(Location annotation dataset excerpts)
%%

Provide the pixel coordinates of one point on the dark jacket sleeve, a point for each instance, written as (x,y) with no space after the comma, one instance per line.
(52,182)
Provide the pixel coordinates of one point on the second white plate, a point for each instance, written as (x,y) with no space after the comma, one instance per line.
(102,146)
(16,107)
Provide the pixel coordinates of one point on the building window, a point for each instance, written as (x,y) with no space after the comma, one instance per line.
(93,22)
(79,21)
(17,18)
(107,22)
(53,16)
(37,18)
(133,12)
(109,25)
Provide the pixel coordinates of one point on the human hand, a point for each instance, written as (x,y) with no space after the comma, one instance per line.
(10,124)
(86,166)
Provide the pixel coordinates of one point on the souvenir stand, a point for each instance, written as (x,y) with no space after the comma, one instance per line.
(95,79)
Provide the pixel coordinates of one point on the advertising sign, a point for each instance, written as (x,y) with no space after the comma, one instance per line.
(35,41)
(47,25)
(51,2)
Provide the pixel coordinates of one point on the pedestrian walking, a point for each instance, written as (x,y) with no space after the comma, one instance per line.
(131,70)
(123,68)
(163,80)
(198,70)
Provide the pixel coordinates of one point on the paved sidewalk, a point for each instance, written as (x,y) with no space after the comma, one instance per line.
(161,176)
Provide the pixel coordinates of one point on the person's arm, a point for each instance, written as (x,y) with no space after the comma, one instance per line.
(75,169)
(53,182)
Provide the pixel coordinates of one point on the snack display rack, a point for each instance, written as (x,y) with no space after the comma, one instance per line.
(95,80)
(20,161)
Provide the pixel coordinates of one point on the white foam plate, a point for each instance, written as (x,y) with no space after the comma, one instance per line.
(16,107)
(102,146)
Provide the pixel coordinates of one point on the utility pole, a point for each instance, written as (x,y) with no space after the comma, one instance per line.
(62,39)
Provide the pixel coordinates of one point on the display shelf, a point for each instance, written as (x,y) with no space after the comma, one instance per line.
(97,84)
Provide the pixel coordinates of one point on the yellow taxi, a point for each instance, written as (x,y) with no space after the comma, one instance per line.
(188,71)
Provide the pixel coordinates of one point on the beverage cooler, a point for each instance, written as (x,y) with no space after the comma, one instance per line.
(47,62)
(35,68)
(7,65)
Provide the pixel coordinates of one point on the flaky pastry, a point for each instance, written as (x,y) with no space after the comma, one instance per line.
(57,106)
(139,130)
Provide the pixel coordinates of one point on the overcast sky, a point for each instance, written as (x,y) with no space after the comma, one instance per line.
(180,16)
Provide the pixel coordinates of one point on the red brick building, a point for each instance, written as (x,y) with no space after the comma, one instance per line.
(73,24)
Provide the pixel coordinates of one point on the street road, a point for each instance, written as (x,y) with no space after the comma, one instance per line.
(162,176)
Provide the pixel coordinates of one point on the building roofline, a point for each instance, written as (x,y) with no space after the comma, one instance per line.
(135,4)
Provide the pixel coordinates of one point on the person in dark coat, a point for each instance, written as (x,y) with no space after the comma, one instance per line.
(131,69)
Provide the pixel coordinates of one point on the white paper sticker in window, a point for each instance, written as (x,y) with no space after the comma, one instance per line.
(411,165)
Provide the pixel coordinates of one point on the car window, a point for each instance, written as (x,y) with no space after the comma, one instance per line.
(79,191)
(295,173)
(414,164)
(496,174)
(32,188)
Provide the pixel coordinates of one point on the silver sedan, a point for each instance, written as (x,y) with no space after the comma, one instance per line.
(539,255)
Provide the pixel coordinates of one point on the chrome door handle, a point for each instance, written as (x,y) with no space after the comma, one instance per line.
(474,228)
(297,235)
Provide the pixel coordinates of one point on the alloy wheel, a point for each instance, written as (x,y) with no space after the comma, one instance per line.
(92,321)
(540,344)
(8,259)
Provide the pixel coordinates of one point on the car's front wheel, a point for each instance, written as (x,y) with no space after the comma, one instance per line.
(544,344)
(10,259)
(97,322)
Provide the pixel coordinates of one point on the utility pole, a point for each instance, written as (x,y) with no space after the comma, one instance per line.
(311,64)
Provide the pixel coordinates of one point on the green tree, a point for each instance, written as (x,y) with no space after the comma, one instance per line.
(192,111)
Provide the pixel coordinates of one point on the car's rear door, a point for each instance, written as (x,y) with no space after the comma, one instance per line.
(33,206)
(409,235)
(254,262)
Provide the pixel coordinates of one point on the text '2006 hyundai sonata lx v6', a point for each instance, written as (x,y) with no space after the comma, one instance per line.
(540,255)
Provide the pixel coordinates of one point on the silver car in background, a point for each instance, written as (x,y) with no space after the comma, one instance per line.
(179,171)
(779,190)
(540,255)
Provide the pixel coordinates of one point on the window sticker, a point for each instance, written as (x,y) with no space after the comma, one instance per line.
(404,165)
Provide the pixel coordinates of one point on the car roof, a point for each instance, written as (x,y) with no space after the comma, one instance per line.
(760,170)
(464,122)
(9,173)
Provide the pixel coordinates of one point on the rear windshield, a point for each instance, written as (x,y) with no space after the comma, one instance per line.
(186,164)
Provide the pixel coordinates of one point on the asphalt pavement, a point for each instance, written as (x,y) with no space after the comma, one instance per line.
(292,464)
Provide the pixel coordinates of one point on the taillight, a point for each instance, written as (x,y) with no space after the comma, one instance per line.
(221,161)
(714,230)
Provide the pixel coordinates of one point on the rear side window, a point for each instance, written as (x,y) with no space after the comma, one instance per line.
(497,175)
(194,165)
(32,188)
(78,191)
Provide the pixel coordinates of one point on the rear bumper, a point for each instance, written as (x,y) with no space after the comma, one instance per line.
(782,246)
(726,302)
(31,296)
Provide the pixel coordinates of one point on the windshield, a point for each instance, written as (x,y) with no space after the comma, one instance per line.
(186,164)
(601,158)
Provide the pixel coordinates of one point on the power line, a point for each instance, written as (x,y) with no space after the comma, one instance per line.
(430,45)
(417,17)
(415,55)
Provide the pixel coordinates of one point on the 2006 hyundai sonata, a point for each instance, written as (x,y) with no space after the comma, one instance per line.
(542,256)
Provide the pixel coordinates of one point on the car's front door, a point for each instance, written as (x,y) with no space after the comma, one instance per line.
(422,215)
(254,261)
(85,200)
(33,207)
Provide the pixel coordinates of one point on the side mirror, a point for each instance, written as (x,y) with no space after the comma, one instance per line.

%%

WRITTEN REQUEST
Reproduce all the records precisely.

ANSWER
Provide the pixel coordinates of one point on the dark jacket sleeve, a point for each instance, written as (x,y) with no space after the comma, one instance per line.
(52,182)
Provide the pixel coordinates of one point on the second white plate, a point for each instance, written as (x,y) with no space after the comma, one instance per line.
(102,146)
(16,107)
Provide the pixel coordinates of one point on the building window, a point for each instance, written as (x,y) with no space after the comma, one instance per line.
(93,22)
(79,21)
(17,18)
(107,22)
(53,16)
(37,18)
(133,12)
(109,25)
Provide the pixel coordinates of one point on the human hand, a point for each instance, written as (x,y) with no space after the comma, one instance per line.
(10,124)
(86,166)
Provide the pixel coordinates of one point on the souvenir stand, a point for each instance, written as (x,y) with no space after the comma, one instance per line.
(95,79)
Provide the pixel coordinates of one point on the advertising sign, a point for each instance, written as (x,y) with no space after the comma, one instance per line.
(35,41)
(47,25)
(51,2)
Provide the pixel coordinates of one point on the pedestrian walking, a point for each instance, written as (x,y) with no space after the comma, one instance per line.
(131,70)
(123,68)
(163,80)
(198,70)
Provide the pixel coordinates of one point on the paved sidewalk, a point for each instance, written as (x,y) with no space after the comma, one instance per line.
(161,176)
Provide the pixel coordinates of one point on the person's arm, a point for each instance, written as (x,y) with no space after the comma, one instance per line.
(75,169)
(53,182)
Provide the pixel coordinates of one point on the snack display rack, a point for each instance, written as (x,y) with no space after the comma, one instance per line.
(95,80)
(20,161)
Provide the pixel coordinates of one point on the white foam plate, a point for each instance, written as (x,y) with no space after the comma, one instance per line.
(16,107)
(102,146)
Provide the pixel coordinates of one point on the utility pole, a point for each instance, written as (x,y) with no space after the comma, one instance per line.
(62,39)
Provide the pixel coordinates of one point on the display shelf, a point for each instance, written as (x,y) with no space after the comma, one instance per line.
(97,84)
Provide the pixel coordinates of one point on the yellow taxi, a point for each instance, written as (x,y) with no space after the comma, one instance per line.
(188,71)
Provide the pixel coordinates of one point on the beverage cooler, a point for each instance, written as (x,y) with no space after the comma, one instance per line.
(47,62)
(35,68)
(7,65)
Provide the pixel coordinates of one point on the flaky pastry, a point for each instance, written as (x,y) with no space after the comma, one instance per line.
(57,106)
(139,130)
Provide the pixel coordinates of one point on the overcast sky, a point for each instance, written as (x,y) with no space after the comma, one instance per line.
(180,16)
Provide the pixel coordinates of one point on the red brick building, a point for each instance, written as (x,y) with no space after the comma, one instance per line.
(73,24)
Provide the pixel coordinates of one point on the street road, a point for each instance, written as (x,y) with no space after the comma, one instance per line.
(162,176)
Provide the pixel coordinates of one point on the building roofline, a point for each instance, written as (x,y) with no space after the comma, one instance per line.
(135,4)
Provide the pixel coordinates of one point on the person in dark coat, a point for each instance, written as (x,y) with no space after the comma, one instance per line.
(131,69)
Provide the pixel coordinates of one point on the white paper sticker in window, a point for each instance, written as (x,y) with no space after the comma, one instance per line.
(411,165)
Provide the pixel coordinates of one point on the car window, a point for each instance, written as (x,y) with no space after the comma, one instance per line.
(79,191)
(295,173)
(414,164)
(496,174)
(32,188)
Provide the pixel coordinates of one point on the silver sedan, a point for each instance, written as (x,y) with no space after the comma, one instance per line.
(539,255)
Provide the pixel coordinates of one point on the chrome door handle, a point for each instance, written as (x,y) with no space after the comma, one instance per line.
(474,228)
(297,235)
Provide the pixel coordinates of one point on the alloy wheel, a point for each instance, written as (x,y) with no space after the comma, one instance per line.
(92,321)
(540,344)
(8,259)
Provide the pixel coordinates of one point on the car's front wheel, a point for each instance, written as (x,y) with no space after the comma, one instance per line.
(544,344)
(10,259)
(97,322)
Provide the pixel coordinates of one point on the utility pole, a point for each instance, written as (x,y) with no space after the comma, one instance per line.
(311,64)
Provide the pixel coordinates of one point on the green tree, a point for each instance, written as (x,y) with no space after the comma, one instance per line.
(192,111)
Provide the pixel coordinates of one point on the car's rear door, a point for each instance, written as (x,y) with no space after the comma, one instance per line.
(33,206)
(409,235)
(254,262)
Provide the pixel coordinates of one point on the text '2006 hyundai sonata lx v6', a point for each instance, written as (x,y) with no space after the comma, one instance per line.
(540,255)
Provide the pixel coordinates of one point on the silver car in background, a point for each instance, written as (x,y) with no space after the comma, one instance per line.
(179,171)
(779,190)
(540,255)
Provide the pixel coordinates of one point on the window sticker, a point for each instance, written as (x,y) with no space after the comma, one instance per line.
(404,165)
Provide the pixel coordinates of one point on the car roof, a point for each instance, written as (x,y) with no space after the comma, one instance per line.
(760,170)
(464,122)
(9,173)
Provide the pixel coordinates of one point on the rear windshield, a point for each instance, written as (x,y) with no space after the comma, one instance per line.
(186,164)
Provide the pixel coordinates of one point on the asphalt pavement, a point for each instance, written as (x,y) with no space after the comma, one instance per line.
(292,464)
Provide the pixel coordinates of one point on the taillight, a point for each instance, written as (x,y) with no space after the comma, one instance per line.
(221,161)
(714,230)
Provide the pixel coordinates of one point on the rear side window, a point for each instance, written as (x,y) with no space after the comma, one instance per line.
(497,175)
(194,165)
(32,188)
(78,191)
Provide the pixel coordinates of one point on the rear bumper, a point for each instance, written as (x,y) with no space after the comma, one instance per line.
(782,246)
(726,302)
(31,296)
Provide the pixel coordinates of one point on the windshield, a point for each instance, written as (x,y) with no space after the comma, one instance per line.
(186,164)
(601,158)
Provide the pixel coordinates of one point on the power line, a point for each instance, written as (x,y) with no space after the comma, one instance per line.
(430,45)
(417,17)
(415,55)
Provide the pixel coordinates of one point on the 2006 hyundai sonata, a point for each instance, written as (x,y) with no space after the comma, one instance per line.
(542,256)
Provide the pixel coordinates of one point on the car's front door, a point for each instance, written as (x,y) with no space after the comma, one instance per line.
(422,215)
(254,261)
(85,200)
(33,207)
Provide the pixel coordinates of one point on the side mirror, a point for each instance, written as (x,y) with no space after the comma, one instance per line.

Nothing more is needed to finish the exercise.